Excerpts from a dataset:
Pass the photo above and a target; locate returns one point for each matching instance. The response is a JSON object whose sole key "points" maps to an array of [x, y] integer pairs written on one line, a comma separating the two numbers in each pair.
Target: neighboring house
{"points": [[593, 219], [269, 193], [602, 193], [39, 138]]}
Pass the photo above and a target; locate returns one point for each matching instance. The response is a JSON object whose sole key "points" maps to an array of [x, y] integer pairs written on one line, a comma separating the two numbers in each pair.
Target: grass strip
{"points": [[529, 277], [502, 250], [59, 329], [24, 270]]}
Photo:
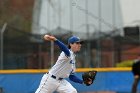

> **TASK PROMPT**:
A verbatim copy of the records above, without pictures, is required.

> **SOLUTION**:
Pass the photo above and a target; locate returns one point for each matching instance. The response is a JSON object whose sole key "points" maps to an array of [x, y] integer pairs written on one line, a comma separating the two numbers in each pair.
Target: neighboring house
{"points": [[593, 219], [269, 193], [602, 193], [39, 138]]}
Pass the photo above and a target; locate returns one point for each matching instance. The response is a JSON object whose sole key "points" maps to an array of [x, y] integer pairs written on one line, a comma separating the two numbers in each pair.
Target: grass strip
{"points": [[529, 277], [502, 250], [59, 329], [24, 270]]}
Photo:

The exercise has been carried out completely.